Stated problem A:
Reproduce the records exactly, starting at the line containing "Could you please outline every instance of the deep" and continuing through the end of the records.

**** Supplied text ****

Song by Gunna featuring Wizkid

from the album The Last Wun
- Released: August 8, 2025
- Genre: Trap
- Length: 2:53
- Label: YSL; 300;
- Songwriters: Sergio Kitchens; Ayodeji Balogun; Chandler Great; Amman Nurani; Simarpreet Bahia; Markeevius Smith; Segrate Price;
- Producers: Turbo; Evrgrn; Sim; Doc Maestro; Pi Polish;

= Forever Be Mine =

2025 song by Gunna featuring Wizkid

"Forever Be Mine" is a song by American rapper Gunna from his sixth studio album, The Last Wun (2025). Featuring Nigerian singer Wizkid, it was produced by Turbo, Evrgrn, Sim, Doc Maestro and Pi Polish.

==Composition==
"Forever Be Mine" is a trap song. In his signature melodic rap, Gunna croons about the things he does for his lover.

==Critical reception==
Mackenzie Cummings-Grady of Billboard ranked "Forever Be Mine" as the second best song from The Last Wun, writing "Gunna and Wizkid sound amazing together on 'Forever Be Mine,' even if Wiz's verse feels a little half-baked. The YSL signee brings Wizkid deep into his world, and forces him to adapt to the slow, moody trap energy that drives the track. Hearing Wiz step outside his comfort zone into Gunna's atmospheric trap world is exciting, but Wiz disappears into the song's fog, with Gunna still doing most of the legwork on the latter half." Aron A. of HotNewHipHop stated "WizKid's 'forever be mine' blends seamlessly with Gunna's romance-heavy mode."

**** Provided records ****

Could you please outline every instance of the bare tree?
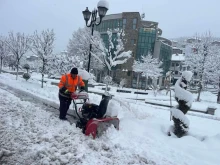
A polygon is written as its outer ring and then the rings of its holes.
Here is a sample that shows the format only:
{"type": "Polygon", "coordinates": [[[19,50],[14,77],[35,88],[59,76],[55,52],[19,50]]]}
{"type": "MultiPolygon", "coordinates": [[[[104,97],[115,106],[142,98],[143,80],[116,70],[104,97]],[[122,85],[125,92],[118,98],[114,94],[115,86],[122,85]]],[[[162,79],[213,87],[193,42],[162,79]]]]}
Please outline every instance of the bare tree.
{"type": "Polygon", "coordinates": [[[31,51],[35,55],[37,55],[42,62],[42,67],[40,68],[40,72],[42,75],[41,88],[43,88],[44,75],[47,73],[47,69],[48,69],[47,68],[48,58],[53,52],[55,33],[53,32],[53,30],[49,30],[49,29],[43,30],[41,34],[38,34],[38,32],[35,31],[31,39],[32,39],[31,51]]]}
{"type": "Polygon", "coordinates": [[[28,35],[25,35],[24,33],[16,33],[9,32],[8,38],[5,40],[5,43],[11,50],[11,52],[14,54],[16,60],[16,80],[18,79],[18,70],[19,70],[19,64],[22,56],[27,53],[27,51],[30,48],[30,37],[28,35]]]}
{"type": "Polygon", "coordinates": [[[194,48],[194,52],[186,56],[185,63],[190,66],[192,72],[199,74],[198,83],[198,97],[197,101],[200,101],[200,94],[204,88],[204,82],[207,80],[210,68],[212,68],[213,61],[211,61],[211,56],[215,54],[215,48],[212,46],[214,41],[210,32],[204,35],[196,35],[195,41],[191,44],[194,48]]]}
{"type": "Polygon", "coordinates": [[[8,48],[8,46],[5,43],[5,38],[0,36],[0,60],[1,60],[0,73],[2,71],[3,60],[9,54],[9,52],[10,52],[9,48],[8,48]]]}
{"type": "Polygon", "coordinates": [[[103,52],[104,64],[107,66],[110,75],[113,67],[124,64],[128,61],[132,56],[132,51],[125,51],[125,33],[123,30],[108,30],[107,35],[107,47],[105,47],[104,44],[100,44],[100,47],[103,52]]]}

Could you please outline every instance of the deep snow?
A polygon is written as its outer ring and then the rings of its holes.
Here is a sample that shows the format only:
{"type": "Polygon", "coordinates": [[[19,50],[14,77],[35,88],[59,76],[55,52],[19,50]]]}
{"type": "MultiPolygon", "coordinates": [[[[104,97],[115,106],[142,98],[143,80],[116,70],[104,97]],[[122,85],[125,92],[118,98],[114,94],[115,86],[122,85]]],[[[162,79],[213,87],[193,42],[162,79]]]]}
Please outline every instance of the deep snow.
{"type": "MultiPolygon", "coordinates": [[[[41,89],[38,81],[14,77],[1,74],[0,82],[58,102],[57,87],[47,84],[41,89]]],[[[94,103],[101,99],[89,96],[94,103]]],[[[191,135],[168,137],[166,131],[173,124],[169,111],[118,98],[112,103],[118,109],[120,130],[111,127],[93,140],[74,123],[60,121],[40,105],[0,89],[0,164],[219,164],[219,121],[188,116],[191,135]]]]}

****

Stated problem B:
According to the article on "Forever Be Mine", what genre is the song?

Full solution A:
Could you please outline every instance of the deep snow?
A polygon is written as its outer ring and then the rings of its holes.
Here is a sample that shows the format only:
{"type": "Polygon", "coordinates": [[[19,50],[14,77],[35,88],[59,76],[55,52],[19,50]]]}
{"type": "MultiPolygon", "coordinates": [[[[104,97],[115,106],[142,98],[143,80],[116,70],[104,97]],[[122,85],[125,92],[118,98],[114,94],[115,86],[122,85]]],[[[162,79],[213,87],[193,42],[162,79]]]]}
Please outline every instance of the deep snow.
{"type": "MultiPolygon", "coordinates": [[[[41,89],[38,81],[14,77],[1,74],[0,82],[58,102],[57,87],[47,84],[41,89]]],[[[94,103],[101,99],[89,96],[94,103]]],[[[191,135],[168,137],[166,131],[173,124],[169,111],[118,98],[112,103],[118,109],[120,130],[111,127],[93,140],[74,123],[60,121],[40,105],[0,89],[0,164],[219,164],[219,121],[188,116],[191,135]]]]}

Full solution B:
It is a trap song.